Consignes ->
1. Relevez chaque passage placé entre guillemets dans le texte sur les pièges à moustiques, intertitres compris.
2. Poursuivez le texte sur les pièges à moustiques après son dernier intertitre.

Texte ->
□ □ □
Plus grave, le CO2 qui est utilisé dans ces pièges est une substance biocide. Les dispositifs sont donc soumis à une réglementation particulière et doivent bénéficier d’une AMM (autorisation de mise sur le marché). Or « les fabricants passent outre », regrette Johanna Fite, qui constate qu’aucun dispositif n'en dispose. Certes, l’application d’un régime transitoire fait que ces dispositifs peuvent être commercialisés sans AMM jusqu’au mois de juillet prochain, mais à cette date, cela ne sera plus légalement possible sans AMM.
Le manque d’études scientifiques sur l’efficacité de ces pièges et sur leur innocuité doit donc pousser les maires à la prudence. Mais il est pourtant remonté à l’Anses qu’un certain nombre de communes s’équipent de tels dispositifs, pour un budget qui peut atteindre « plusieurs dizaines de milliers d’euros ».
Dans un avis publié en septembre dernier, l’Anses appelle à attendre que des protocoles scientifiques d’évaluation de l’efficacité de ces dispositifs soient menés avant de dépenser des sommes parfois importantes pour s’en équiper.
Prendre le problème à la source
De toute façon, Johanna Fite rappelle que les pièges ne doivent être utilisés qu’en complément d’autres mesures, à commencer par le traitement du problème à la source – c’est-à-dire l’élimination des gîtes larvaires. Une lutte efficace contre les dépôts d’eau stagnante est le principal moyen de lutter contre la propagation des moustiques. Et si, en l’espèce, les maires ont un certain nombre de responsabilités, tous les experts insistent sur l’importance de « la mobilisation sociale », c’est-à-dire le fait d’impliquer le plus grand nombre de personnes possible dans cette lutte. « Un petit geste comme celui de vider les coupelles sous les pots de fleurs n’a l’air de rien, explique l’experte de l’Anses, mais il a une importance considérable » s’il est effectué par tous. D’où l’importance de la communication, par les communes par exemple, vis-à-vis du grand public.
« Lutte intégrée » et « mobilisation sociale »
□ □ □
Lignes fournies ->
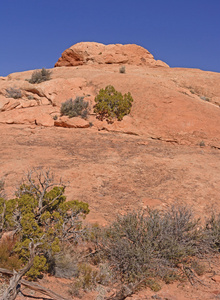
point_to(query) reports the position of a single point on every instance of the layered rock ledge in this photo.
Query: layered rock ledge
(96, 53)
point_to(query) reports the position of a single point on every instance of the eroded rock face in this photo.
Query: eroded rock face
(96, 53)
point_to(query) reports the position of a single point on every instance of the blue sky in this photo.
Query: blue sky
(183, 33)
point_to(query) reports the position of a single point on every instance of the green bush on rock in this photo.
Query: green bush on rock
(41, 215)
(112, 104)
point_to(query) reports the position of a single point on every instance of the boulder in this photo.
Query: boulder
(97, 53)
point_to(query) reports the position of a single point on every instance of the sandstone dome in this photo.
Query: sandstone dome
(85, 53)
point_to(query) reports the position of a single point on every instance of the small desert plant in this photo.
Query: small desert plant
(75, 108)
(112, 104)
(202, 144)
(122, 70)
(8, 259)
(213, 232)
(13, 93)
(205, 98)
(152, 243)
(39, 76)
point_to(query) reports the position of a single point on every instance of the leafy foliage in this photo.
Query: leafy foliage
(13, 93)
(112, 104)
(152, 243)
(39, 76)
(40, 214)
(75, 108)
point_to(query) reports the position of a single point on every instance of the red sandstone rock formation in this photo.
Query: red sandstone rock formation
(96, 53)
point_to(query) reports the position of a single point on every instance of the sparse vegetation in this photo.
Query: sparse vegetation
(75, 108)
(122, 70)
(153, 243)
(141, 248)
(13, 93)
(41, 215)
(205, 98)
(111, 104)
(39, 76)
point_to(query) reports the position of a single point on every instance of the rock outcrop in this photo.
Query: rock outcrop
(96, 53)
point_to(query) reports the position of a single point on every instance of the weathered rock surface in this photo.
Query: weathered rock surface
(166, 151)
(96, 53)
(67, 122)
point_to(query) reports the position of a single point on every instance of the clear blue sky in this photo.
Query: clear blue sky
(183, 33)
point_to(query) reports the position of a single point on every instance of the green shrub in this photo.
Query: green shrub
(213, 231)
(39, 76)
(122, 70)
(152, 243)
(41, 214)
(13, 93)
(75, 108)
(8, 259)
(111, 104)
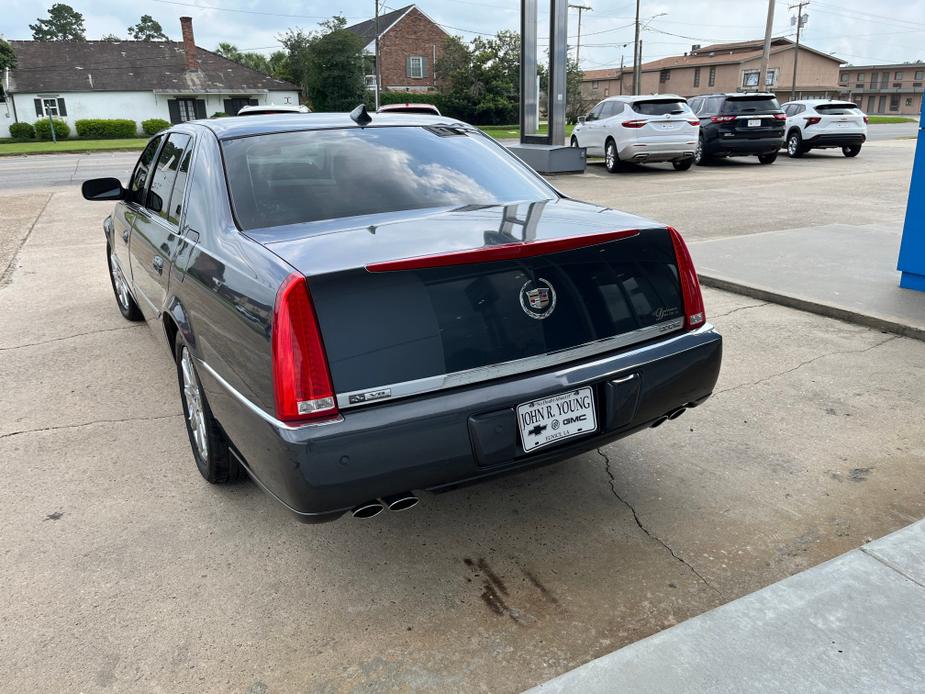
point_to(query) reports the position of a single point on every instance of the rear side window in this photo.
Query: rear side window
(660, 107)
(142, 168)
(165, 173)
(750, 104)
(290, 178)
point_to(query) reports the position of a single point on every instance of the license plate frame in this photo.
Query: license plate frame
(556, 418)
□ □ □
Réponses ->
1.
« les fabricants passent outre »
« plusieurs dizaines de milliers d’euros »
« la mobilisation sociale »
« Un petit geste comme celui de vider les coupelles sous les pots de fleurs n’a l’air de rien, explique l’experte de l’Anses, mais il a une importance considérable »
« Lutte intégrée »
« mobilisation sociale »

2.
Rappelons que depuis le décret du 29 mars 2019, les maires ont des responsabilités nouvelles en la matière, puisqu’il entre désormais dans leurs compétences « d’agir aux fins de prévenir l’implantation et le développement d’insectes vecteurs sur (leur) commune ». Dans ce but, il peut notamment « informer la population et mettre en place des actions de sensibilisation du public » ; mettre en place, dans les zones urbanisées incluant une mare, « un programme de repérage, de traitement et de contrôle des sites publics susceptibles de faciliter le développement des insectes vecteurs » ; intégrer un volet relatif à la lutte antivectorielle dans le plan communal de sauvegarde (PCS). Les maires concernés doivent également prescrire aux propriétaires de terrains bâtis ou non bâtis incluant des mares ou des fossés à eau stagnante « les mesures nécessaires pour lutter contre l'insalubrité que constitue le développement des insectes vecteurs ».
Pour en savoir plus sur les mesures que peuvent prendre les maires dans ce domaine, l’Anses recommande aux maires de s’inspirer du Guide à l’attention des collectivités souhaitant mettre en œuvre une lutte contre les moustiques urbains vecteurs de dengue, de chikungunya et de zika publié en 2016 par le Centre national d’expertise sur les vecteurs. Même si ce guide a vieilli sur les questions réglementaires, puisqu’il date d’avant le décret de 2019, il est riche de conseils et de recommandations pour mener une « lutte intégrée », c’est-à-dire « combinant des mesures biologiques, physiques, chimiques et de mobilisation sociale, dans un double objectif d’efficacité contre la population vectorielle ciblée et de respect de l’environnement ».